● **Stated problem 1**: Quote the forum thread on the MKVI GTI below in full, word for word.

● **Excerpt**:
◇ ◇ ◇ ◇ ◇ ◇ ◇
I'd also say the MKVI is a nice upgrade. It got rid of the tall-and-narrow look of the V. It also has nice exterior lines and a very nice interior. Things like the steering wheel, the gauges (what can be seen of them in the photo), the clean dash and controls, the exterior mirrors, etc. Only thing I'm not so hot on is the plaid seats. Didn't much care for them in the early 80s and they still don't appeal to me now. That surely would not keep me from purchasing one though. Hopefully the total weight of the car will stay the same or go lower. Lower is better in my opinion. Can't wait to see one in person, then I can make my final determination. But from the photos provided, the new MKVI sure looks good.


----------



## tsots_leo (May 31, 2002)

There are only 4 things I like about this car, over the MKV GTI....
1. The Streeing Wheel
2. Dual Exhaust
3. Seats
4. The Drivers Side, Door Console
Other than that, I'm not looking to dump my nicely modded MKV for a newer GTI with an uglier grill.


----------



## shoez (May 28, 2008)

*Re: (tsots_leo)*

the upholstery's on point, i like it. http://****************.com/smile/emthup.gif


----------



## GTIVrScott (Jun 24, 2002)
◇ ◇ ◇ ◇ ◇ ◇ ◇
● **The input**:
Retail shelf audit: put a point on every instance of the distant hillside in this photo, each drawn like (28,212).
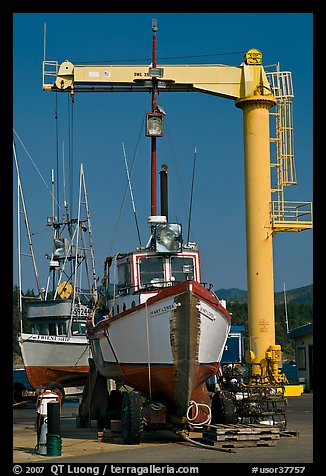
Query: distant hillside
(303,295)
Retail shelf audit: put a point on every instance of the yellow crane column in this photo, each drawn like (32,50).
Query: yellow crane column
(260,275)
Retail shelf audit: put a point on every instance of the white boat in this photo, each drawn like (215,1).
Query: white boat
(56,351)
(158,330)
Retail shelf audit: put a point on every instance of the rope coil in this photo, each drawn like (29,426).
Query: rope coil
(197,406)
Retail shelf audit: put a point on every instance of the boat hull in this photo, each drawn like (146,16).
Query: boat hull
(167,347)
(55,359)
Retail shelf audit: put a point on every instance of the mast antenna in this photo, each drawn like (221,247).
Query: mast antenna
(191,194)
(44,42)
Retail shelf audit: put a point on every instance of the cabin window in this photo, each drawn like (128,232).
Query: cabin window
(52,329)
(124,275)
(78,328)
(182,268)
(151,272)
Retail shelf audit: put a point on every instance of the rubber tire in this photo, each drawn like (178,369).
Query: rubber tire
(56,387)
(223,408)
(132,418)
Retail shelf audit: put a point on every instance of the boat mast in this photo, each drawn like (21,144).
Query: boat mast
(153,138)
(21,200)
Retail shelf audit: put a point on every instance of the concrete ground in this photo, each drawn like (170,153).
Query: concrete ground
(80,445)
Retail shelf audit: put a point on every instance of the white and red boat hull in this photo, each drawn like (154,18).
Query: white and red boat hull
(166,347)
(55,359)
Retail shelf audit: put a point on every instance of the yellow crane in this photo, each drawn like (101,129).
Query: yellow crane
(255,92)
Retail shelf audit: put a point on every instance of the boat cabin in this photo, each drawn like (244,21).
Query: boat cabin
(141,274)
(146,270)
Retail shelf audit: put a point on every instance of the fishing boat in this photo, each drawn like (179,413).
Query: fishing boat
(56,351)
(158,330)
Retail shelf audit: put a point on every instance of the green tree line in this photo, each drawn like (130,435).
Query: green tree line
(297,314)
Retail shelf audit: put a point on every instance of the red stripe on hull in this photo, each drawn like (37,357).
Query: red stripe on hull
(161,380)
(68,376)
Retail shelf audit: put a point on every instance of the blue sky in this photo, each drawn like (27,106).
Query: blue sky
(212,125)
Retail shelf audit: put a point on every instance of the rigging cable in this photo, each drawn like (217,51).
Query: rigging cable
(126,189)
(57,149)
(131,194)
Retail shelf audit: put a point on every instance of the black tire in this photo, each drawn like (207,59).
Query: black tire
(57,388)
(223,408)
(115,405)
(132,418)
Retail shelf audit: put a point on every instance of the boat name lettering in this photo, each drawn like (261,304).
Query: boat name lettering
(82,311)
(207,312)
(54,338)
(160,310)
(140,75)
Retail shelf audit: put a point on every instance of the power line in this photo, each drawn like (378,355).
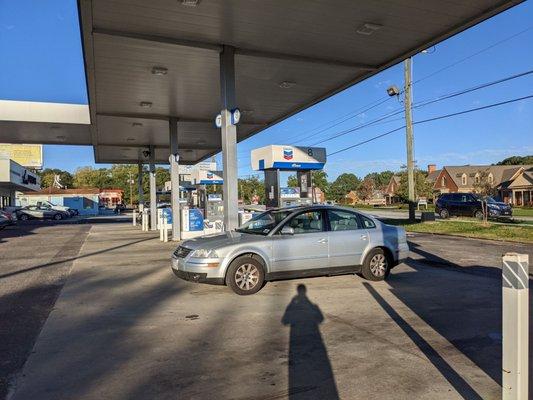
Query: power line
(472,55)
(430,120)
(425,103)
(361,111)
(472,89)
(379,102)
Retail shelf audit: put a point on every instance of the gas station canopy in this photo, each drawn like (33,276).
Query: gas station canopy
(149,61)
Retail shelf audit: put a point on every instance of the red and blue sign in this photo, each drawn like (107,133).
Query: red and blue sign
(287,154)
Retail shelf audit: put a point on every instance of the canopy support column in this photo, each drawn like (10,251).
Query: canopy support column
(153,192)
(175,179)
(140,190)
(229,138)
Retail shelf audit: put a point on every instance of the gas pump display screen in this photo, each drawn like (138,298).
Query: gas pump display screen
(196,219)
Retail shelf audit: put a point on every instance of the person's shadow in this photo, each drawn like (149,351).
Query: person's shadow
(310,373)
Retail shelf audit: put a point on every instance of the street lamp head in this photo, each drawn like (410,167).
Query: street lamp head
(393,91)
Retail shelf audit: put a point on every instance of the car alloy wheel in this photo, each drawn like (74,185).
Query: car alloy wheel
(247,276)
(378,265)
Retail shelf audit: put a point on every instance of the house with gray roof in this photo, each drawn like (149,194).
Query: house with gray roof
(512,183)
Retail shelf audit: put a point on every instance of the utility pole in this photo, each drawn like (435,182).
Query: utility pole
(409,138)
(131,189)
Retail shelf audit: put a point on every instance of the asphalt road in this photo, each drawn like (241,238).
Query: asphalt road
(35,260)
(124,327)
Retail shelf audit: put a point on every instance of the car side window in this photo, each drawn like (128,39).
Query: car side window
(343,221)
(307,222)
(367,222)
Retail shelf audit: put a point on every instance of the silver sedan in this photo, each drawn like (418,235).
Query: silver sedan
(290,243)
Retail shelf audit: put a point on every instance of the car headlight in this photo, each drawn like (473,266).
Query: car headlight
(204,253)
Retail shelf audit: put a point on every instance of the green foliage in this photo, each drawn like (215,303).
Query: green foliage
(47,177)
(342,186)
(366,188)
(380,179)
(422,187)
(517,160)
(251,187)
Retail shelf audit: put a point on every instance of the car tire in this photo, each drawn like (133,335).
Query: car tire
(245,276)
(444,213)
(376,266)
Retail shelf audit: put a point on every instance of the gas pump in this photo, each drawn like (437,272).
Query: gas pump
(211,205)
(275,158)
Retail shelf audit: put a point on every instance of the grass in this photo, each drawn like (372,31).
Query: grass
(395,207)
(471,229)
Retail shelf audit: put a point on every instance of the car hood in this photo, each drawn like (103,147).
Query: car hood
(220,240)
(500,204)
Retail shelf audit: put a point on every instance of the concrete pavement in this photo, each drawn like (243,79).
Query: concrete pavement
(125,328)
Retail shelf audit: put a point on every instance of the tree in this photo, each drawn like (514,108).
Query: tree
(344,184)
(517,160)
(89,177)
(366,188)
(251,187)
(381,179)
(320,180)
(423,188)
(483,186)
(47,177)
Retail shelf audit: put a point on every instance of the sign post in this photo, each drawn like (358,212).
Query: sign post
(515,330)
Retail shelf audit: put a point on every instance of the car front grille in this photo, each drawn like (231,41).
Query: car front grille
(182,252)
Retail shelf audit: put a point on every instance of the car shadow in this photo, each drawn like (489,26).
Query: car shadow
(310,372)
◇ ◇ ◇ ◇ ◇ ◇ ◇
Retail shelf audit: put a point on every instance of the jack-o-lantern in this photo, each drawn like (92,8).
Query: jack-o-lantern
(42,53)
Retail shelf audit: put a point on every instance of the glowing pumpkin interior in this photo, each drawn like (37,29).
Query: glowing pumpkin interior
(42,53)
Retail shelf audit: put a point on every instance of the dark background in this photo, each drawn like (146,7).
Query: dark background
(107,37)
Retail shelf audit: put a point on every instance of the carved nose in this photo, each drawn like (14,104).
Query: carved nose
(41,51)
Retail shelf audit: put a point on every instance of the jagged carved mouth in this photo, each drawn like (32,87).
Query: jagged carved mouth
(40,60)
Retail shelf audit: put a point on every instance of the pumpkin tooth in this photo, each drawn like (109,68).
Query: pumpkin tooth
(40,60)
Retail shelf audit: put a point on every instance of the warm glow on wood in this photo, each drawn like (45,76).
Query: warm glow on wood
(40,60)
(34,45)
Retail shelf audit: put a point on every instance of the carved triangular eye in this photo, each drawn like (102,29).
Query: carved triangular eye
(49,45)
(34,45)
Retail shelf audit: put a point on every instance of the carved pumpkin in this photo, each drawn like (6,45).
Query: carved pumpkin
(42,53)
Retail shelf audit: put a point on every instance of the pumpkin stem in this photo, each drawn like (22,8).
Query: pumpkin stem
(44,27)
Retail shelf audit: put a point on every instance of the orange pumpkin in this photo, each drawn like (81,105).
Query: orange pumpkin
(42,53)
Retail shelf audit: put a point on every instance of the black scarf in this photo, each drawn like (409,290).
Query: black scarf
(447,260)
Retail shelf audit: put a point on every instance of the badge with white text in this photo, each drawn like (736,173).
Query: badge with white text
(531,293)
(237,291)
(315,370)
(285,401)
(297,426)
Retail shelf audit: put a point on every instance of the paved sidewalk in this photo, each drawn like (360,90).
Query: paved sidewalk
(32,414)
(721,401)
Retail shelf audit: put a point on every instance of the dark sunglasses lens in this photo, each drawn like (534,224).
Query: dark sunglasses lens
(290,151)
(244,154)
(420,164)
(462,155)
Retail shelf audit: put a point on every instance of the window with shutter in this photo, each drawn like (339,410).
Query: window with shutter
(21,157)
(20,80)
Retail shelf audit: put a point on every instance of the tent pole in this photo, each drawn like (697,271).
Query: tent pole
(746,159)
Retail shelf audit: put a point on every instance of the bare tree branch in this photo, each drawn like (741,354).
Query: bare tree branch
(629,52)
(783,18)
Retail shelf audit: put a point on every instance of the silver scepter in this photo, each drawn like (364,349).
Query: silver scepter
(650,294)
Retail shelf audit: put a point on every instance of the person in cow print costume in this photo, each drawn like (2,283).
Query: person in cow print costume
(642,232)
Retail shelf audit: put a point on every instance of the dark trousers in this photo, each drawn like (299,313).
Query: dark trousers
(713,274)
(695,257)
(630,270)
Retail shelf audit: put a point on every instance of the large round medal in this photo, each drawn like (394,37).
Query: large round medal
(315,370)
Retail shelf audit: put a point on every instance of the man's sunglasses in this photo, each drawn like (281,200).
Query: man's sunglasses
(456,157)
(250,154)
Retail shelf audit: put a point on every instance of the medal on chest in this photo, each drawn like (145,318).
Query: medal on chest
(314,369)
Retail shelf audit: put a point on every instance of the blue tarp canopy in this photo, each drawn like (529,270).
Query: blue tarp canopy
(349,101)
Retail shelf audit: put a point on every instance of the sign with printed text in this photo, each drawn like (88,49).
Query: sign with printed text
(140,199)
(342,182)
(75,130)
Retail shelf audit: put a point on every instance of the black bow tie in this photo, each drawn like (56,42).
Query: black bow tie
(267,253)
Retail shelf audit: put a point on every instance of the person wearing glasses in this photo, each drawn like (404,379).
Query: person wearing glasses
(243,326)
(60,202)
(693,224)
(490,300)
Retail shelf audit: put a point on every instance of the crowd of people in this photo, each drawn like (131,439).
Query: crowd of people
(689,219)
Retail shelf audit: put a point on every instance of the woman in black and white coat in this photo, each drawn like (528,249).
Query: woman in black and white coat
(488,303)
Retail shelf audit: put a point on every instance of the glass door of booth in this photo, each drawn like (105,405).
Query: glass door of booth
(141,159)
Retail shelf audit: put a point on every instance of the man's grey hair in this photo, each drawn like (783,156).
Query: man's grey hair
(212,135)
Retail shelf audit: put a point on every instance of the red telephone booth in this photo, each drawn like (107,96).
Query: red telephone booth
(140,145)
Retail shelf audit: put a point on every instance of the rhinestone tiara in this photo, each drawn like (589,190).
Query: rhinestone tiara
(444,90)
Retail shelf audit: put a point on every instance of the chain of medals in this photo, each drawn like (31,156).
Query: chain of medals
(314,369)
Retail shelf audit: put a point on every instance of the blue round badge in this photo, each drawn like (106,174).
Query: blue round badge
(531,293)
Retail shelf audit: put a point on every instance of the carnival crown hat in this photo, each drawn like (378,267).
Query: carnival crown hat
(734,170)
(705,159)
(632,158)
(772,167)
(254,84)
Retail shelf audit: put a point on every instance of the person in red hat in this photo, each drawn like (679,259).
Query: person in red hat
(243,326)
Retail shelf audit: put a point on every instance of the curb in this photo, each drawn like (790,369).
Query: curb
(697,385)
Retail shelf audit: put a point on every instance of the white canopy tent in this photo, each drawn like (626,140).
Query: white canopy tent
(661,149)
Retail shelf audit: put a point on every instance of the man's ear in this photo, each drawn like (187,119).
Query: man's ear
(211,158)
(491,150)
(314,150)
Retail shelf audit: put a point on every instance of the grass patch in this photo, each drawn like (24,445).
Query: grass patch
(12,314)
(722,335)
◇ ◇ ◇ ◇ ◇ ◇ ◇
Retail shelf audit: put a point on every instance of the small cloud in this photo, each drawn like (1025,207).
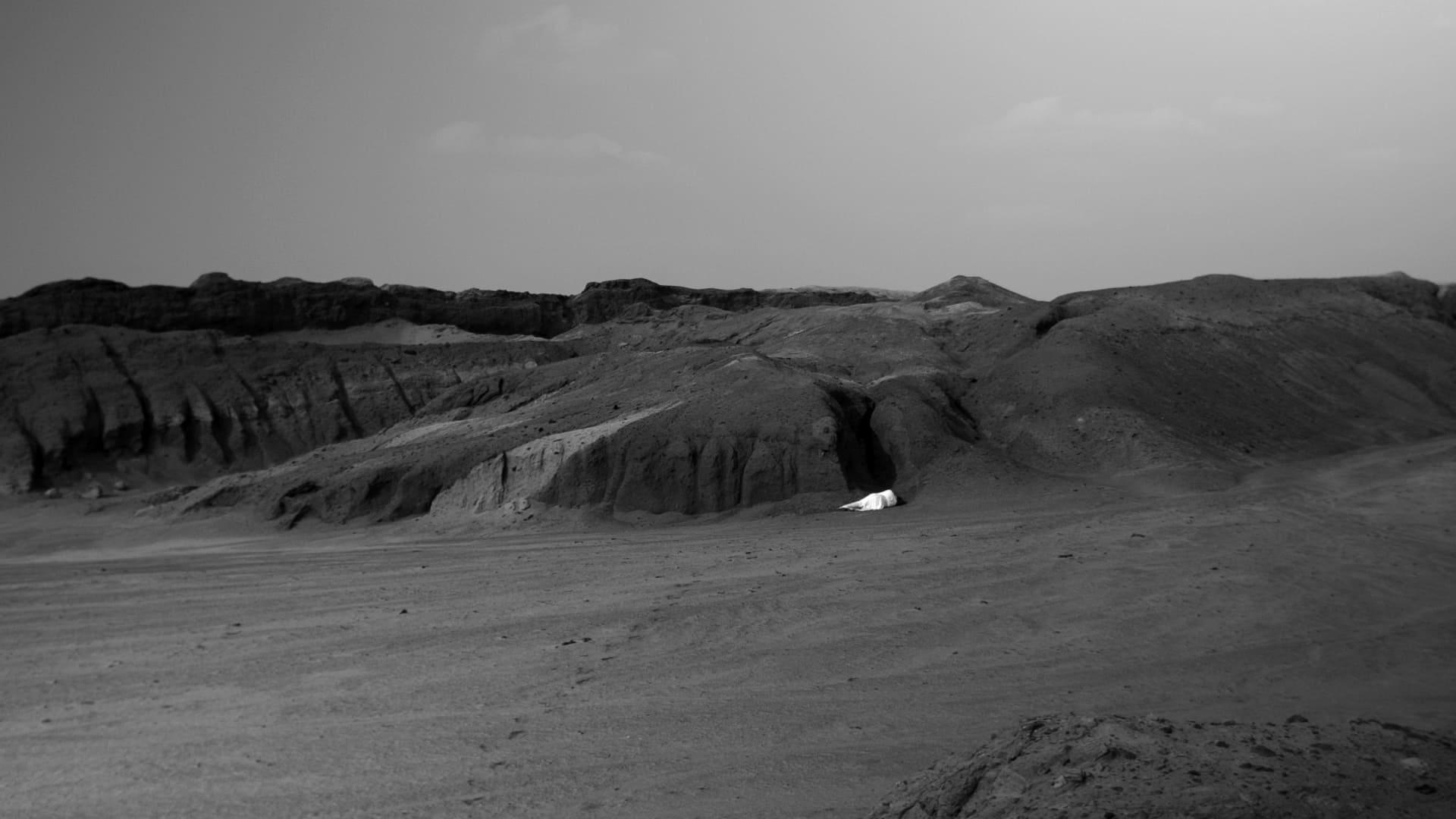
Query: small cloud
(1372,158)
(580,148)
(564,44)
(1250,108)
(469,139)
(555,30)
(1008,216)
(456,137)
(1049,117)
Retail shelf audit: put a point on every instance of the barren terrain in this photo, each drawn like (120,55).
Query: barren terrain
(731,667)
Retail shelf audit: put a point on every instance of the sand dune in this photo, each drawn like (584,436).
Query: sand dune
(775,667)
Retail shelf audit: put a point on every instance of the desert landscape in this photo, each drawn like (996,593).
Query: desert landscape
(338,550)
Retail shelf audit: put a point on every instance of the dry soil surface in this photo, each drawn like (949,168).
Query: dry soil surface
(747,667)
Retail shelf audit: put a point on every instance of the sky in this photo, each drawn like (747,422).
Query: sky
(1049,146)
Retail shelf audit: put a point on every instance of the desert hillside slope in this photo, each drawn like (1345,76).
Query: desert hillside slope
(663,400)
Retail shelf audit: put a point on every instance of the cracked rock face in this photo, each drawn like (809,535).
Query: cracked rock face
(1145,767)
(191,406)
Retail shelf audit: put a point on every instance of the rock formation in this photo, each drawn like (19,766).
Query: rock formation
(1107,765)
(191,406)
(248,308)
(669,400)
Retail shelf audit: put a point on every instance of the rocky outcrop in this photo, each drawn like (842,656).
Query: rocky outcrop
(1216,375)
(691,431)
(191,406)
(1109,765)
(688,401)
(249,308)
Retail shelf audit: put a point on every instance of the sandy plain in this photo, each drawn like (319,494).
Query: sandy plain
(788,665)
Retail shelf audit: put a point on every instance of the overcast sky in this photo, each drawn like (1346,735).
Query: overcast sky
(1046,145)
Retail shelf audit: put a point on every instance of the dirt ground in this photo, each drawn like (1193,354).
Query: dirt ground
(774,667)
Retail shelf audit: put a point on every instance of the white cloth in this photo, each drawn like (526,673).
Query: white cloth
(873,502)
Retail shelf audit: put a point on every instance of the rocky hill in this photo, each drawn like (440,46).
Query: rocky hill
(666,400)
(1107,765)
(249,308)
◇ ◇ ◇ ◇ ◇ ◇ ◇
● **Stated problem 2**: Gather every line of the records above that contains the string "shadow".

● **Solution 1**:
I'd also say the MKVI is a nice upgrade. It got rid of the tall-and-narrow look of the V. It also has nice exterior lines and a very nice interior. Things like the steering wheel, the gauges (what can be seen of them in the photo), the clean dash and controls, the exterior mirrors, etc. Only thing I'm not so hot on is the plaid seats. Didn't much care for them in the early 80s and they still don't appeal to me now. That surely would not keep me from purchasing one though. Hopefully the total weight of the car will stay the same or go lower. Lower is better in my opinion. Can't wait to see one in person, then I can make my final determination. But from the photos provided, the new MKVI sure looks good.


----------



## tsots_leo (May 31, 2002)

There are only 4 things I like about this car, over the MKV GTI....
1. The Streeing Wheel
2. Dual Exhaust
3. Seats
4. The Drivers Side, Door Console
Other than that, I'm not looking to dump my nicely modded MKV for a newer GTI with an uglier grill.


----------



## shoez (May 28, 2008)

*Re: (tsots_leo)*

the upholstery's on point, i like it. http://****************.com/smile/emthup.gif


----------



## GTIVrScott (Jun 24, 2002)

● **Solution 2**:
Retail shelf audit: put a point on every instance of the person's shadow in this photo, each drawn like (149,351).
Query: person's shadow
Retail shelf audit: put a point on every instance of the car shadow in this photo, each drawn like (489,26).
Query: car shadow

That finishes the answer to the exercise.